■ Task brief: Take every line containing "mussel" out of the records.

⁂

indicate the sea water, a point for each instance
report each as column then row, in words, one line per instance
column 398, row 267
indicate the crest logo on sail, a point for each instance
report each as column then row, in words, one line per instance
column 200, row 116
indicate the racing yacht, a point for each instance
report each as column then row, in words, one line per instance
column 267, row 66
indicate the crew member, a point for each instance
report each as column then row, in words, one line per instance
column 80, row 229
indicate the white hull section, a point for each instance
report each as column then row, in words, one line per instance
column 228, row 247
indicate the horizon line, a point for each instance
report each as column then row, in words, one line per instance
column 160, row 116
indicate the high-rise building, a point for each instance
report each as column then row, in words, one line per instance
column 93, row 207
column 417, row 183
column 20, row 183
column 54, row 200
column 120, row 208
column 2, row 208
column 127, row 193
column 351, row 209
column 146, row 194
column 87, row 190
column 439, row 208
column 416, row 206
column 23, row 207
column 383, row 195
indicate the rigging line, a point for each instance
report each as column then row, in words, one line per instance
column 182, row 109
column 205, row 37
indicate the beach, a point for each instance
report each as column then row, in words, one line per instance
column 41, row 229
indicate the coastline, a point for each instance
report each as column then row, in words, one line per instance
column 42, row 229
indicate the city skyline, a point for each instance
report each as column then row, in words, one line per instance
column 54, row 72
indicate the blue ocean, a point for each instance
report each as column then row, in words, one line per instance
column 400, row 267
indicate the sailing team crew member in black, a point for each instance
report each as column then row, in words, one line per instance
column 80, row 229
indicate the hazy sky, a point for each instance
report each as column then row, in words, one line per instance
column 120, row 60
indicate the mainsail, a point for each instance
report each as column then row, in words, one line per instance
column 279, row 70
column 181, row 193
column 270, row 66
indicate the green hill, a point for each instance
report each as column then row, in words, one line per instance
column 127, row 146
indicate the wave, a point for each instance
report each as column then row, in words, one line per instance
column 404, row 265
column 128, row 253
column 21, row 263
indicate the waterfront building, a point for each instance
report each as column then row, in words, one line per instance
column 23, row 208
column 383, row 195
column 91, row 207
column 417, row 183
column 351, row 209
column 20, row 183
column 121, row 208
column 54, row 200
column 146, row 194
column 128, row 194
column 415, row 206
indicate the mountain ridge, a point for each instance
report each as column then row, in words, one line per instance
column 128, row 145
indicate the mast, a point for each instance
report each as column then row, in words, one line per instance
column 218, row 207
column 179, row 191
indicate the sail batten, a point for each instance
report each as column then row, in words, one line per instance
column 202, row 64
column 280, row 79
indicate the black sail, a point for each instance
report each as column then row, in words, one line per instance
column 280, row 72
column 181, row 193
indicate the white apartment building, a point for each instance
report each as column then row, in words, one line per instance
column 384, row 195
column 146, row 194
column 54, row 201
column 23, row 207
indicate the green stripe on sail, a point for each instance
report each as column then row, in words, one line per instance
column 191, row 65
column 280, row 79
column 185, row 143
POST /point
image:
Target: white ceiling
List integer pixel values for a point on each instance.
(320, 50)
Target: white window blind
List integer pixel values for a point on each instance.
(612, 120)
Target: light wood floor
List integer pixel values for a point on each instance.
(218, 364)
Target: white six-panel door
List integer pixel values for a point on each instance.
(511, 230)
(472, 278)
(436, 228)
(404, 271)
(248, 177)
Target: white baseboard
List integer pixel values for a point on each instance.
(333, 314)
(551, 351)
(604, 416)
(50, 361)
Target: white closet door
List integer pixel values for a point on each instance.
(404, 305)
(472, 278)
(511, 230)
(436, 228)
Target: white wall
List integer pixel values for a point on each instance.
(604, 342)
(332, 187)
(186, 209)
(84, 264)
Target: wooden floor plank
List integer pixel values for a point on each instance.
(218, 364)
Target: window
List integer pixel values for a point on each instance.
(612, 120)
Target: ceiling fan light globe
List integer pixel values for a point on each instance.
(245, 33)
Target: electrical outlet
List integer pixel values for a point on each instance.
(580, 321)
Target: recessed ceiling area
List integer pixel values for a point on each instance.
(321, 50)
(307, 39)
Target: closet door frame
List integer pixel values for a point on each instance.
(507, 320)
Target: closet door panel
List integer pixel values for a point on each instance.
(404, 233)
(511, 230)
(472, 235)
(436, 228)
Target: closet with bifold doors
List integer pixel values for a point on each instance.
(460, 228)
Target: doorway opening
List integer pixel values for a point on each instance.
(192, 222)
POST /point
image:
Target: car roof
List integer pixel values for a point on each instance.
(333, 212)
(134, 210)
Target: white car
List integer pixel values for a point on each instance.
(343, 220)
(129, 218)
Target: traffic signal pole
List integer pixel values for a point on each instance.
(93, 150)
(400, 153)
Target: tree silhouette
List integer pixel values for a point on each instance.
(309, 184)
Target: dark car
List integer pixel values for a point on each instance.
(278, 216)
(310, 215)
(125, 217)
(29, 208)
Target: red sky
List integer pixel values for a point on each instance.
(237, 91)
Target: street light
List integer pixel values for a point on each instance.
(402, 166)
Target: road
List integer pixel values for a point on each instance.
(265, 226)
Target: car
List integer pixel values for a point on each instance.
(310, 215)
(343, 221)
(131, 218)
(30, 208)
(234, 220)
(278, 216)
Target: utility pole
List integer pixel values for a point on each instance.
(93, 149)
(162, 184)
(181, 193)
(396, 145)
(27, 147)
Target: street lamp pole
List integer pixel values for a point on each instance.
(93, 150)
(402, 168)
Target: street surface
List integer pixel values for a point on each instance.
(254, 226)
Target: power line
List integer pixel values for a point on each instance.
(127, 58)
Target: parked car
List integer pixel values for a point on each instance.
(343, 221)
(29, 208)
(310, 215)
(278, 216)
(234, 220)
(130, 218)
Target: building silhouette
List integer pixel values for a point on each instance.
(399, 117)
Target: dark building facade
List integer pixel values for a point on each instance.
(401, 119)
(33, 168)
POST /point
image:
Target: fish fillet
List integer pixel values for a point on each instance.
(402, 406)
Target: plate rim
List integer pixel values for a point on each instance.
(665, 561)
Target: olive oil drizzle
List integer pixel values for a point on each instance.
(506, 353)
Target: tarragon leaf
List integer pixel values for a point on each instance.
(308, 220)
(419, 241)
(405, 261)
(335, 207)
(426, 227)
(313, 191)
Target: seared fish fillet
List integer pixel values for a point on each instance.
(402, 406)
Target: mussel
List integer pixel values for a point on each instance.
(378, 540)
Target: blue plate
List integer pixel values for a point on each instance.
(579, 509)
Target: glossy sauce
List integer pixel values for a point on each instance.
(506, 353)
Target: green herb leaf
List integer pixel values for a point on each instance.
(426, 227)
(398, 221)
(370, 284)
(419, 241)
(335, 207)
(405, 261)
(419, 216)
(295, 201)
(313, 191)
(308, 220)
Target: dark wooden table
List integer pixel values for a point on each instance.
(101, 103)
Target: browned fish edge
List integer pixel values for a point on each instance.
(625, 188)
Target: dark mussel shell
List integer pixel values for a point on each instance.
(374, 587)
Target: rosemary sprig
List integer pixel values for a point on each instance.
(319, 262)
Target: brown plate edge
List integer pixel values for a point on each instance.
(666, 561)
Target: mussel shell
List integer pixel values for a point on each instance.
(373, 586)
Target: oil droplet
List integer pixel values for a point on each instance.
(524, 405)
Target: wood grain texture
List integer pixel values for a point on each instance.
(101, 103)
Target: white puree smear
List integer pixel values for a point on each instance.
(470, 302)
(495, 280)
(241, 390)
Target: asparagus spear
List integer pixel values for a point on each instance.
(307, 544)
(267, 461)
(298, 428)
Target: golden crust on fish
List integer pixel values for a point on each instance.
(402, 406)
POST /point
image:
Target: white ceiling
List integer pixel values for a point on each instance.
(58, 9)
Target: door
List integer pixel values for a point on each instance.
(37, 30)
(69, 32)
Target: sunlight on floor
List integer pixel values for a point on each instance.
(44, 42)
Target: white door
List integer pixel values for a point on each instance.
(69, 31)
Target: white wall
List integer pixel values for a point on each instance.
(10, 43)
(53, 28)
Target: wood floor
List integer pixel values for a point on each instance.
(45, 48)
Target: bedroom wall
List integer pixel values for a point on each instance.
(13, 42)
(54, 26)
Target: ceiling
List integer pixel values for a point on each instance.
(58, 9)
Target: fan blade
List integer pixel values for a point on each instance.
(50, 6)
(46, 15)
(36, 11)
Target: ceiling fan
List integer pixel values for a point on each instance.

⁂

■ Task answer:
Target: mussel
Target: dark mussel shell
Target: mussel shell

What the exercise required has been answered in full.